→ EXERCISE SET
A) Transcribe the commentary on U.S. policy in Ethiopia word for word, everything from "The U.S. needs" down to "for any dialogue.".
B) According to the commentary on U.S. policy in Ethiopia, how many UN aid trucks did the TPLF confiscate, citing UN figures?

------ PASSAGE

The Biden administration’s pressure on the Ethiopian government to find a peaceful end to the current war is justified on moral, humanitarian, and geopolitical grounds. However, the U.S.’s threats of sanctions have come and gone without any impact, signalling a lack of understanding of the Ethiopian psyche and a failure to appreciate the complexity of the problem.
At bottom, the U.S.’s policy prescription is to keep Ethiopian Prime Minister Abiy in office while accommodating the Tigrayan People’s Liberation Front (TPLF) and its anti-democratic demands. Simply put, the TPLF’s war strategy is winning political concession, leveraging the West’s concern about the Horn of Africa’s instability and the humanitarian crisis that arises from it.
The U.S. is on the record that the TPLF “carried out attacks” against Ethiopia’s military, attempted to overthrow the Prime Minister and return to its former privileged status and launched rockets at the Eritrean capital, Asmara, to “internationalize the conflict” and “cause regional instability.”
Furthermore, as the joint UN and Ethiopian Human Rights Commission report revealed, Tigray forces have set up road blocks to delay the delivery of humanitarian relief to their own people. According to the UN, the TPLF also confiscated 428 UN aid trucks to use them for transporting TPLF militia and weapons to the frontline.
The U.S.’s pressure on the Ethiopian government has amounted to pressure to accommodate the TPLF. To date, the consequence has been brooding resistance from the Ethiopian Prime Minister. Indeed, the U.S. seems to believe the threat of withholding badly needed international aid to Ethiopia is a viable policy when the reality screams otherwise.
The U.S. needs to pressure the TPLF to live by democratic rules rather than pressuring Prime Minister Abiy to accommodate them. The recent speech by Jeffery Feltman, the U.S. special envoy for the Horn of Africa, at the U.S. Institute of Peace, did at least have some encouraging signs – that the Biden administration finally realizes the Ethiopian people’s right to choose their leaders through the ballot box is an unbreachable baseline for any dialogue.
In this regard, the following points are worth noting. This week, at a Nairobi press conference, U.S. Secretary of State Antony Blinken stressed the need to recognize Prime Minister Abiy and his administration as “the duly elected leaders of the country” and paid heed to “the constitutional order.” This is a reaffirmation of Feltman’s earlier statement: “[Abiy’s] Prosperity Party has significant support across Ethiopia as reflected in the election results” and “the Prime Minister indeed has a mandate he can draw upon, and a new cabinet composed of hand-picked, trusted allies and partners.” With this as a baseline, Feltman called for “an end to fighting and to allow unimpeded humanitarian access.”
This is a good start, but the TPLF’s response is telling. TPLF spokesperson Getachew Reda has said: “Most’ peace initiatives’ are mainly about saving Abiy, not about addressing the most critical political challenges in the country. Efforts that fail to address our conditions and the tendency to conflate humanitarian issues with political ones are doomed to fail!”

------------
------ INFORMATION PROVIDED

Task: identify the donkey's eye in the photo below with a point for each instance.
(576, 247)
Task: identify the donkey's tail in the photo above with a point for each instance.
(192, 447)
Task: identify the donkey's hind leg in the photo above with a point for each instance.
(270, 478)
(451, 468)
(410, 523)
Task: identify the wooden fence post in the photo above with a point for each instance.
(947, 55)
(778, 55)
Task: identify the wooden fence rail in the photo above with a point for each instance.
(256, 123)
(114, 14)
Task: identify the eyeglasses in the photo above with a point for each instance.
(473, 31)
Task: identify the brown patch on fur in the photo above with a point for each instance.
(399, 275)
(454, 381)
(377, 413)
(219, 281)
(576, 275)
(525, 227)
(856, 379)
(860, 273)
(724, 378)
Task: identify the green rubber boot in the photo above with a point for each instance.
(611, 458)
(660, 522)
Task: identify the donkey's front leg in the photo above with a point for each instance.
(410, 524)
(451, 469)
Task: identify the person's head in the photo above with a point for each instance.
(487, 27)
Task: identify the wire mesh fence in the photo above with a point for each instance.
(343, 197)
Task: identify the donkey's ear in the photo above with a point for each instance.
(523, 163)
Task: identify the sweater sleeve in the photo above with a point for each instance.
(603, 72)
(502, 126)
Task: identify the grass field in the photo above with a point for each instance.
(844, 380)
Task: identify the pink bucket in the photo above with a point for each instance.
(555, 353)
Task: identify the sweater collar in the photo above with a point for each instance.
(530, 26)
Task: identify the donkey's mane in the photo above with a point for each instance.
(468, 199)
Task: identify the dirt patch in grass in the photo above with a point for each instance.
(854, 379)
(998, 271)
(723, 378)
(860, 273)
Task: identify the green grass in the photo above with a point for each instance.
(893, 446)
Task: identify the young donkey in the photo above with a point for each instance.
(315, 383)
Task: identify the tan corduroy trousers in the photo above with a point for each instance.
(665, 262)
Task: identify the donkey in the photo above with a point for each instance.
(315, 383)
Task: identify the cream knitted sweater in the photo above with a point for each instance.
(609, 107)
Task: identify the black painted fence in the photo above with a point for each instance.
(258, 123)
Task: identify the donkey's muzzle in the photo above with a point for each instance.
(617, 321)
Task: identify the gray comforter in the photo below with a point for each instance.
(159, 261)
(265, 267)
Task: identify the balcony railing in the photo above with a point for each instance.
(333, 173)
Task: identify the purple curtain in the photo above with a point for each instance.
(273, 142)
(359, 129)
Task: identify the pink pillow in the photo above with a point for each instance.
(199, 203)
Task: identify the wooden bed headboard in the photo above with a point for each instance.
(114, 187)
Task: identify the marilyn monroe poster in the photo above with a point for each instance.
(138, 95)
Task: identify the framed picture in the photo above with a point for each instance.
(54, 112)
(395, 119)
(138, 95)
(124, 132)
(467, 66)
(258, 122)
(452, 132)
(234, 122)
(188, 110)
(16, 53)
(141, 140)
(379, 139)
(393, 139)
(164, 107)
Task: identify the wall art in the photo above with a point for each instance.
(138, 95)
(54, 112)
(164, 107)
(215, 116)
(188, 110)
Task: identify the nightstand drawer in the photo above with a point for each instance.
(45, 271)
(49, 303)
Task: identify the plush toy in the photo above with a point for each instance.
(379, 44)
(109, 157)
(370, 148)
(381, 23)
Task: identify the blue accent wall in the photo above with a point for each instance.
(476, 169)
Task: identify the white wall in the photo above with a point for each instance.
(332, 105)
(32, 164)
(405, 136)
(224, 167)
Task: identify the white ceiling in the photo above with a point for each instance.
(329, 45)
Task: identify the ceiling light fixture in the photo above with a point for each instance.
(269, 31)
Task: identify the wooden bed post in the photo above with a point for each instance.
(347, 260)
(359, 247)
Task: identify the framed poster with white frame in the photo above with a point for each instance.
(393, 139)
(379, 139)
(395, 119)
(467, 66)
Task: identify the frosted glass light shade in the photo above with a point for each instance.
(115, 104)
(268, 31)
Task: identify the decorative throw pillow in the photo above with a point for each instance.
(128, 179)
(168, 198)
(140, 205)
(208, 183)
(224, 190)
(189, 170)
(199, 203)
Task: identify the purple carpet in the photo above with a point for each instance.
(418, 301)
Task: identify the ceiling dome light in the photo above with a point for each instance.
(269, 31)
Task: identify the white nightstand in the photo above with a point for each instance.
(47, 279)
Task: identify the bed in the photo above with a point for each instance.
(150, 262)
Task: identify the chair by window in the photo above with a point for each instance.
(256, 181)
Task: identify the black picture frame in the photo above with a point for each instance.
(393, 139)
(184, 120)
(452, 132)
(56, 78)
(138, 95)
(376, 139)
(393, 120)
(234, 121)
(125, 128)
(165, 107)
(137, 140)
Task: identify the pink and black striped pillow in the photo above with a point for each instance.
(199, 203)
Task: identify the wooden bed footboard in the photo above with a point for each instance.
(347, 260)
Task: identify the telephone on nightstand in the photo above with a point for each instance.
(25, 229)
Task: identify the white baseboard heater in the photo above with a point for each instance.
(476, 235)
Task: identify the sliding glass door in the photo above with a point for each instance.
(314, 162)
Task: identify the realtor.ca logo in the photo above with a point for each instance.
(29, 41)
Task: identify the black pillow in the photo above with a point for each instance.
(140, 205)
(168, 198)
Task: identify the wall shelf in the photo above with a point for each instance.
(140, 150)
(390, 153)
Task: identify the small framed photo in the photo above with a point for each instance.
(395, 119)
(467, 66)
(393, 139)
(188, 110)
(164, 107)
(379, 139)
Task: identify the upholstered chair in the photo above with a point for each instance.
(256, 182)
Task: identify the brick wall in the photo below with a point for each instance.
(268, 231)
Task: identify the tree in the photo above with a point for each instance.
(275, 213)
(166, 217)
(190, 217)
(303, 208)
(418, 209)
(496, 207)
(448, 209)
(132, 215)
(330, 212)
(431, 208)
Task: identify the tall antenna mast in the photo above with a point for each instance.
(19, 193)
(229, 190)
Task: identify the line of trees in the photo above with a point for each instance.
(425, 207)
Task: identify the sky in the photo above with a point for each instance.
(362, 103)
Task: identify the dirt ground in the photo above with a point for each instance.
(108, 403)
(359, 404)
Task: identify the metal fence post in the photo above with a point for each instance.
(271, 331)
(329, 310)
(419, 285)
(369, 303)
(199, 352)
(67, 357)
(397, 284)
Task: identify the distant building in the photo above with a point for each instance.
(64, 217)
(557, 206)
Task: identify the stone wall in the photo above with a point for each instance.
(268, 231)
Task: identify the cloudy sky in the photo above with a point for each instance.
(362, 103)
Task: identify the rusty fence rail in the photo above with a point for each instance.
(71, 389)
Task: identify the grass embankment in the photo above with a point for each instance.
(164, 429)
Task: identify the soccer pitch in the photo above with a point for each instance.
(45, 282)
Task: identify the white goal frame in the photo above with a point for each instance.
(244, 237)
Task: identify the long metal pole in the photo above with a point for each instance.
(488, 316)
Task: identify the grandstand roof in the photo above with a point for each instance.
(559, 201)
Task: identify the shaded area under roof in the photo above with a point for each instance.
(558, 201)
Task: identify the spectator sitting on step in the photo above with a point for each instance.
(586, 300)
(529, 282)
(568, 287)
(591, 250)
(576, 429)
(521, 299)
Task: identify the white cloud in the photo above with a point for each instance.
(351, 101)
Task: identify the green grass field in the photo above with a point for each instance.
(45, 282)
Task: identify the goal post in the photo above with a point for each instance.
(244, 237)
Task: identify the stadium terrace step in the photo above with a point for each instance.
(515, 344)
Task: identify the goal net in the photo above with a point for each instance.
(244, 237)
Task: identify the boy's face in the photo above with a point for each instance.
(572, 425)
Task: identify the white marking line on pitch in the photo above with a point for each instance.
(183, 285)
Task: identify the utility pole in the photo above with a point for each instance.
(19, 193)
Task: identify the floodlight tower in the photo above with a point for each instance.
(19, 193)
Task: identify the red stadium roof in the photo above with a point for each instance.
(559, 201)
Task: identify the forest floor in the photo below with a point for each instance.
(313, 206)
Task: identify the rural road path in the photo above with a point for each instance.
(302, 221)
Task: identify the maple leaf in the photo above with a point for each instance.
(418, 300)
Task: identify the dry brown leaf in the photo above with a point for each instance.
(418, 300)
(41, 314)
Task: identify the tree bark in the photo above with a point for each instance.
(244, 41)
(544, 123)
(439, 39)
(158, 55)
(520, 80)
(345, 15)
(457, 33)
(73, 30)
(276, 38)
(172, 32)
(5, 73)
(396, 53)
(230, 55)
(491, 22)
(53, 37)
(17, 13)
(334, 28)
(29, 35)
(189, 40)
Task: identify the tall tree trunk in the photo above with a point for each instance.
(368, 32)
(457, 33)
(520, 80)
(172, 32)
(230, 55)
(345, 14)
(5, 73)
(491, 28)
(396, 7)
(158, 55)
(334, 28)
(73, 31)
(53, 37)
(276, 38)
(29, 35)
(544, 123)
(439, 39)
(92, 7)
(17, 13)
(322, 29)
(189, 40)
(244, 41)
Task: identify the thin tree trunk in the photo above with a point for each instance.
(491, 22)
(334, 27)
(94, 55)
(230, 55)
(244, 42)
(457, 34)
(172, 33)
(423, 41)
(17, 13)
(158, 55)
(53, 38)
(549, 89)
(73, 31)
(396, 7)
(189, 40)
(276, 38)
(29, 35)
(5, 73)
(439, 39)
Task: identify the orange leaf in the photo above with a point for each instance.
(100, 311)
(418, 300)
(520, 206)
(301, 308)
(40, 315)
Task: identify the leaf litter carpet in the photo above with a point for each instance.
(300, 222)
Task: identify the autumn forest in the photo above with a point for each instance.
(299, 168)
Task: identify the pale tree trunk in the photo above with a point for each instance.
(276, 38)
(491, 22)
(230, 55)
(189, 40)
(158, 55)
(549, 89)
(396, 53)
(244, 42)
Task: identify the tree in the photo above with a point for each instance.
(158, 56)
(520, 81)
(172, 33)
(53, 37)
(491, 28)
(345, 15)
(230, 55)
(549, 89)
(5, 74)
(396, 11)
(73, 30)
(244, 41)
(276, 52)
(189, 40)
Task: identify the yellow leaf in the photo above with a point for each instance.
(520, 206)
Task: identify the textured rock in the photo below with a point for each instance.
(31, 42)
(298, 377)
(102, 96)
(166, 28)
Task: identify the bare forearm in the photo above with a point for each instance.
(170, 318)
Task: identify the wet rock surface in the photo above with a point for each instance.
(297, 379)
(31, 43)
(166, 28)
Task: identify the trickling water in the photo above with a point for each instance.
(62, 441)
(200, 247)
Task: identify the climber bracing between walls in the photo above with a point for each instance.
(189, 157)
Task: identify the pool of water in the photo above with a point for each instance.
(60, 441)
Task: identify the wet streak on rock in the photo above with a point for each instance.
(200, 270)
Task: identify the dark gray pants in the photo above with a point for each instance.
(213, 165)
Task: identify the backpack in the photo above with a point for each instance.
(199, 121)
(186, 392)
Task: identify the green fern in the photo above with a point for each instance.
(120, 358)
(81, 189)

------------

→ RESPONSE LIST
A)
The U.S. needs to pressure the TPLF to live by democratic rules rather than pressuring Prime Minister Abiy to accommodate them. The recent speech by Jeffery Feltman, the U.S. special envoy for the Horn of Africa, at the U.S. Institute of Peace, did at least have some encouraging signs – that the Biden administration finally realizes the Ethiopian people’s right to choose their leaders through the ballot box is an unbreachable baseline for any dialogue.

B) The TPLF confiscated 428 UN aid trucks.